### WRITTEN EXERCISE
Copy the lines from the items below exactly, starting at the line containing "Where can the dark" and ending at the line containing "<point>45,153</point>", with both of those lines included.

### EXERCISE DATA
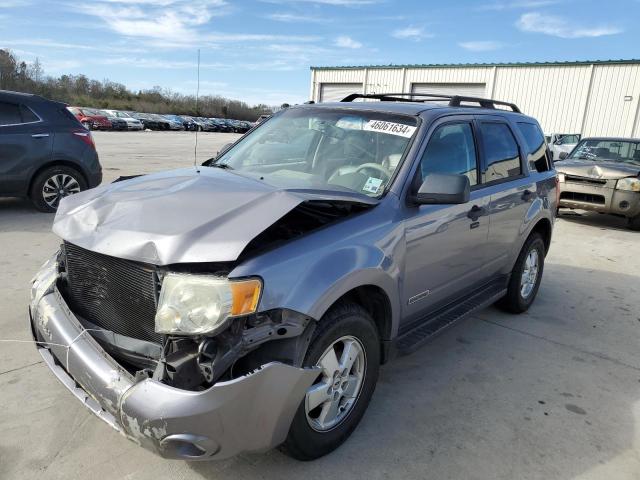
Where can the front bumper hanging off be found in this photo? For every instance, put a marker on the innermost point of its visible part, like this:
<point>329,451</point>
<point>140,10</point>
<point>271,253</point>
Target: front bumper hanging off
<point>247,414</point>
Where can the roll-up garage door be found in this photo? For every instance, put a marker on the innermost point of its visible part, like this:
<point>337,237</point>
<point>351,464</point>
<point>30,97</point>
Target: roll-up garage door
<point>465,89</point>
<point>334,92</point>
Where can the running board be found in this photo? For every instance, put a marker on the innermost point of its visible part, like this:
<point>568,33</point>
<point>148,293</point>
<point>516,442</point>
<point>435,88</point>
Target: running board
<point>436,323</point>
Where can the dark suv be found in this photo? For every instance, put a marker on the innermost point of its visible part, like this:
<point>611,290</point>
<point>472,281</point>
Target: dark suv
<point>249,303</point>
<point>45,153</point>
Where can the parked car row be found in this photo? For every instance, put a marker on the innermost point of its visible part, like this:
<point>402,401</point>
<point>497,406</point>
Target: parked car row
<point>94,119</point>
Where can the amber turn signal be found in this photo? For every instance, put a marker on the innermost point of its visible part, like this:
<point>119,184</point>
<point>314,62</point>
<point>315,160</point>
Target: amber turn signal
<point>245,294</point>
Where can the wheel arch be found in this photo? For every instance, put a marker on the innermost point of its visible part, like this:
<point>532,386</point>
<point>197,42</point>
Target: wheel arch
<point>544,228</point>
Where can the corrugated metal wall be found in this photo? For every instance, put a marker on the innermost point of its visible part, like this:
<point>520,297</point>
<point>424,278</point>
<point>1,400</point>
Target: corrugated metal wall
<point>596,99</point>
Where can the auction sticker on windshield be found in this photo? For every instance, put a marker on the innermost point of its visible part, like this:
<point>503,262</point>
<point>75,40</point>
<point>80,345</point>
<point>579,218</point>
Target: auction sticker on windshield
<point>391,128</point>
<point>372,185</point>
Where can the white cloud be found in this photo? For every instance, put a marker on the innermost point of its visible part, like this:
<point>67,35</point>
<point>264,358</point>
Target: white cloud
<point>560,27</point>
<point>60,66</point>
<point>180,26</point>
<point>411,33</point>
<point>347,42</point>
<point>47,43</point>
<point>160,19</point>
<point>481,45</point>
<point>294,18</point>
<point>518,4</point>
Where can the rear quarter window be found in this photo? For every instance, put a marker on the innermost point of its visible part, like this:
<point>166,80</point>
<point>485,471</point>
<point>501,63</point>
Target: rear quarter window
<point>10,114</point>
<point>536,147</point>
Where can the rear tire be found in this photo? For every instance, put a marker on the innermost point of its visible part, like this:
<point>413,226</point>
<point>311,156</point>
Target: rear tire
<point>314,433</point>
<point>53,184</point>
<point>523,287</point>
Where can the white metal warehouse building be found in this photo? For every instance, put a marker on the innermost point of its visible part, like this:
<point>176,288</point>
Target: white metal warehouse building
<point>595,98</point>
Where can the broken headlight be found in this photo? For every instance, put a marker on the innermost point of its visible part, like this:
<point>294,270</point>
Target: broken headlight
<point>630,183</point>
<point>202,304</point>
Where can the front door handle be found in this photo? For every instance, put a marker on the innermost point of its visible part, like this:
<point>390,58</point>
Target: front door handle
<point>476,212</point>
<point>527,195</point>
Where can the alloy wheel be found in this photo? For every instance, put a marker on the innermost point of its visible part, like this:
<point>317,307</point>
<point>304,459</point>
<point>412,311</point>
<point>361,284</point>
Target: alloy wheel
<point>331,398</point>
<point>529,273</point>
<point>57,187</point>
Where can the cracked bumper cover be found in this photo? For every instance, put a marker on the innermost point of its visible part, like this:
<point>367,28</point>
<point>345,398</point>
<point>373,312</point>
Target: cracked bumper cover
<point>248,414</point>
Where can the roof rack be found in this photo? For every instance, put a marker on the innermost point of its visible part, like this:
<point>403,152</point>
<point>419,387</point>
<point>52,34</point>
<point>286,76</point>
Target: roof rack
<point>454,100</point>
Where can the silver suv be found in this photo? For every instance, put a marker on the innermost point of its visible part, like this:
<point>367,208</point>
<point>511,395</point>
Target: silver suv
<point>250,302</point>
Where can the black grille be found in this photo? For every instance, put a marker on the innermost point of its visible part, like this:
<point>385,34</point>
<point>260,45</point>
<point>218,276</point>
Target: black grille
<point>112,293</point>
<point>582,197</point>
<point>591,181</point>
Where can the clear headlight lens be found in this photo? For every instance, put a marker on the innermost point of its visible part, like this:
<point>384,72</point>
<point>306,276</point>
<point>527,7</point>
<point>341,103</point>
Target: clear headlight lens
<point>44,280</point>
<point>632,184</point>
<point>199,304</point>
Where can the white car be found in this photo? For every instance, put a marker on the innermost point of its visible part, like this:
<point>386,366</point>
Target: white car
<point>561,142</point>
<point>132,123</point>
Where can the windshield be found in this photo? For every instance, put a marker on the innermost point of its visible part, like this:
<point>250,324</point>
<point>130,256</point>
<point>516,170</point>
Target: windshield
<point>607,151</point>
<point>314,148</point>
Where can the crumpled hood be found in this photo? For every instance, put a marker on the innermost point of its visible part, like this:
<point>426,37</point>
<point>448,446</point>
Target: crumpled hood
<point>597,169</point>
<point>179,216</point>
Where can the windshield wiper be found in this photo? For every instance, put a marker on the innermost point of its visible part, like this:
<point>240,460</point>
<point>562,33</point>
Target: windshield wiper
<point>224,166</point>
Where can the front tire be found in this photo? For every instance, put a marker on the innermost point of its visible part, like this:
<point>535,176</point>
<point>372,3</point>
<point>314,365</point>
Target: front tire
<point>53,184</point>
<point>525,276</point>
<point>346,346</point>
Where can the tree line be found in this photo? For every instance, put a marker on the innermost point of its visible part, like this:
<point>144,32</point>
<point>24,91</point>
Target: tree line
<point>17,75</point>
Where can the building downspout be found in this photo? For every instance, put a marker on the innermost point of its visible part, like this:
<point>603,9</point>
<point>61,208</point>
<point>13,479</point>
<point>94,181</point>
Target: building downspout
<point>588,100</point>
<point>494,72</point>
<point>404,88</point>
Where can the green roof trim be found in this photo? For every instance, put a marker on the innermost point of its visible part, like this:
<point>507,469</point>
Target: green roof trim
<point>485,65</point>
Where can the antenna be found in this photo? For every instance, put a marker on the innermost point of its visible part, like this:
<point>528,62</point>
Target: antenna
<point>195,150</point>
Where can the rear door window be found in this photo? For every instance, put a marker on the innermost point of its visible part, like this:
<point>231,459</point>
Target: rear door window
<point>500,152</point>
<point>10,114</point>
<point>451,150</point>
<point>27,115</point>
<point>536,146</point>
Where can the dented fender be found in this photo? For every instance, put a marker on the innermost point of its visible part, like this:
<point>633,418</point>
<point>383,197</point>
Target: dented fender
<point>251,413</point>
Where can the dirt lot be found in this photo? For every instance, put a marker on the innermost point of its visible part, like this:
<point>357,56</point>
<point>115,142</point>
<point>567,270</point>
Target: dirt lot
<point>552,394</point>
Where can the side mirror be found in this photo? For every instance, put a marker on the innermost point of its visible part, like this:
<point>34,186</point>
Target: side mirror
<point>439,188</point>
<point>225,147</point>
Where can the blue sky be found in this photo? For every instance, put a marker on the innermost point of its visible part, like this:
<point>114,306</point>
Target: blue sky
<point>261,50</point>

### ANSWER
Where can the dark suv be found in this photo? For every instance, put a marker on the innermost point of its visible part, like this:
<point>611,290</point>
<point>472,281</point>
Target: dark suv
<point>249,303</point>
<point>45,153</point>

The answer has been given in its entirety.